(Passage shown):
*** Block opens ***

On a similar track is the announcement the supermarkets are starting to roll out “surge pricing.” This little wheeze involves electronic labelling that can  change the indicated price in twenty seconds. Ostensibly this is to reduce waste, yesss, and in their words……

“This would let them react to events and remove or introduce offers increasing the ice cream price during a heat wave for example.”

Needless to say “concerns” have been voiced from consumer groups that ultimately most shoppers will pay more. A 3% increase in profit margins is possible with this system, so once again those that work and have limited time to shop and have to do so in lunch hours and similar times will not only have to put up with the crush at those times but pay more for the privilege.

And just to round off the lightening of wallets by stealth - or diktat, in the government's case - the same supermarkets that now control the bulk of petrol retailing want to use the same surge pricing for their petrol forecourts. So the commuter who has to use his car will pay more for the privilege of using roads that as a taxpayer he has already paid for; will, if he uses a petrol station during the same commute periods, pay more for his petrol; and his wife, shopping during the lunch hour at work or on the way home, will pay more for their food.

*** Block closes ***

(Source material):
*** Block opens ***

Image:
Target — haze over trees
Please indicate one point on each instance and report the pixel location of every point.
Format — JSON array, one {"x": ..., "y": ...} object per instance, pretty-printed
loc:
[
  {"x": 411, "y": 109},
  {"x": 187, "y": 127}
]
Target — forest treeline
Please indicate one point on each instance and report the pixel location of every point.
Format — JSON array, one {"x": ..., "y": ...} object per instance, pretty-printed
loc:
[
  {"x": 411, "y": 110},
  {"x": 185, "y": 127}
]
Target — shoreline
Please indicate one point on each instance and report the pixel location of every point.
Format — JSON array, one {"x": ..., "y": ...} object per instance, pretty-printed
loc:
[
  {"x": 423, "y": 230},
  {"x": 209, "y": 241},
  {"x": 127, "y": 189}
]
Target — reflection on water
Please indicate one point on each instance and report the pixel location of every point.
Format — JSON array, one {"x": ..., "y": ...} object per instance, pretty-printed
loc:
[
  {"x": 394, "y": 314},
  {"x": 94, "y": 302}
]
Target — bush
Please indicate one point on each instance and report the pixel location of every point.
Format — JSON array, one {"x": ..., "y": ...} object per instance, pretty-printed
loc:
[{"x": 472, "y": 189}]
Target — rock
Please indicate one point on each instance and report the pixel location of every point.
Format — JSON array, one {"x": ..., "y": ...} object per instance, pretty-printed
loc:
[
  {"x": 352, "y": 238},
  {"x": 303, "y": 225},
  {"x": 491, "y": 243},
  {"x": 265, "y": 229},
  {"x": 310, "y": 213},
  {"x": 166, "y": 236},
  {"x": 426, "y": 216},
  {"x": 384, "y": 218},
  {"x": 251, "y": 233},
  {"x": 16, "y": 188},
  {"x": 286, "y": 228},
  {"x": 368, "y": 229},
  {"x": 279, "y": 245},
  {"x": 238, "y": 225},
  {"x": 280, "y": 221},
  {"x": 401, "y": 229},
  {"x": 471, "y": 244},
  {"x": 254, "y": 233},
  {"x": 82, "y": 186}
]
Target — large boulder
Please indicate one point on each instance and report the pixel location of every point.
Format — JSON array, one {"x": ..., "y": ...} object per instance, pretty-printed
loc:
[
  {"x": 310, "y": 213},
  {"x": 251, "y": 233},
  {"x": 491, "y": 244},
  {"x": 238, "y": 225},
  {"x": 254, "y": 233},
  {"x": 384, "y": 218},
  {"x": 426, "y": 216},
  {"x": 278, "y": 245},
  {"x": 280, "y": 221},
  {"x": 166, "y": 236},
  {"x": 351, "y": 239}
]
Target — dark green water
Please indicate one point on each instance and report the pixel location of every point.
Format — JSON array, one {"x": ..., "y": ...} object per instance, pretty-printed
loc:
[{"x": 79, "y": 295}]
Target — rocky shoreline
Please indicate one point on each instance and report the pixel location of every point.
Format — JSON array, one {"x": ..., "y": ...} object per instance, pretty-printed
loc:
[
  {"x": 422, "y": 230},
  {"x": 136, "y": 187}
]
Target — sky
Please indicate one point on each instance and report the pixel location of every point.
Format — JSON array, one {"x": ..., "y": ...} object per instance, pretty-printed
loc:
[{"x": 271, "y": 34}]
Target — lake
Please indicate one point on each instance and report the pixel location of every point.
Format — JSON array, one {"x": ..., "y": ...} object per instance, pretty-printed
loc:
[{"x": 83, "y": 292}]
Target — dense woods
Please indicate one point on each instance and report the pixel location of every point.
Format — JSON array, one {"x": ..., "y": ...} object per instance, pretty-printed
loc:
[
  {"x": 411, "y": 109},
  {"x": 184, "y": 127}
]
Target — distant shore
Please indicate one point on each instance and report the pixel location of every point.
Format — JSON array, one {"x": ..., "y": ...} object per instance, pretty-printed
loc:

*** Block closes ***

(Exercise requirements):
1. Can you copy the passage on supermarket surge pricing from "And just to" up to and including "for their food.", changing "petrol" to "fuel" wherever it appears?
2. Could you write what comes next in the passage on supermarket surge pricing, picking up after its last sentence?
The records can be set aside; nothing here depends on them.

(Answers by item):
1.
And just to round off the lightening of wallets by stealth - or diktat, in the government's case - the same supermarkets that now control the bulk of fuel retailing want to use the same surge pricing for their fuel forecourts. So the commuter who has to use his car will pay more for the privilege of using roads that as a taxpayer he has already paid for; will, if he uses a fuel station during the same commute periods, pay more for his fuel; and his wife, shopping during the lunch hour at work or on the way home, will pay more for their food.

2.
A spokesman for Sainsbury’s said, “We always look at ways that technology can help us improve the shopping experience for our customers.”

And just to make you shuffle nearer to the cliff edge, the energy companies would also like to charge you according to demand with cheaper prices when nobody uses energy and the reverse when we do. Looking at all that, the only small chink of light is your very expensive electric car can be charged at night at a cheaper rate, though I am sure the government or energy company can fix that in no time at all.

Oh, and I just noticed the BMA want GPs to shut doors amid safety fears. Another spokesman said, “There has to be a limit on what you can do in a day, it is not about money it is about patient safety,” so shutting the doors when someone needs to see a doctor is a safety measure. That’s one way of looking at it, and of course there is only so much anyone can do in a day, but that day in the case of my surgery and most others is in effect a half day: the majority of GPs working there are only working part-time.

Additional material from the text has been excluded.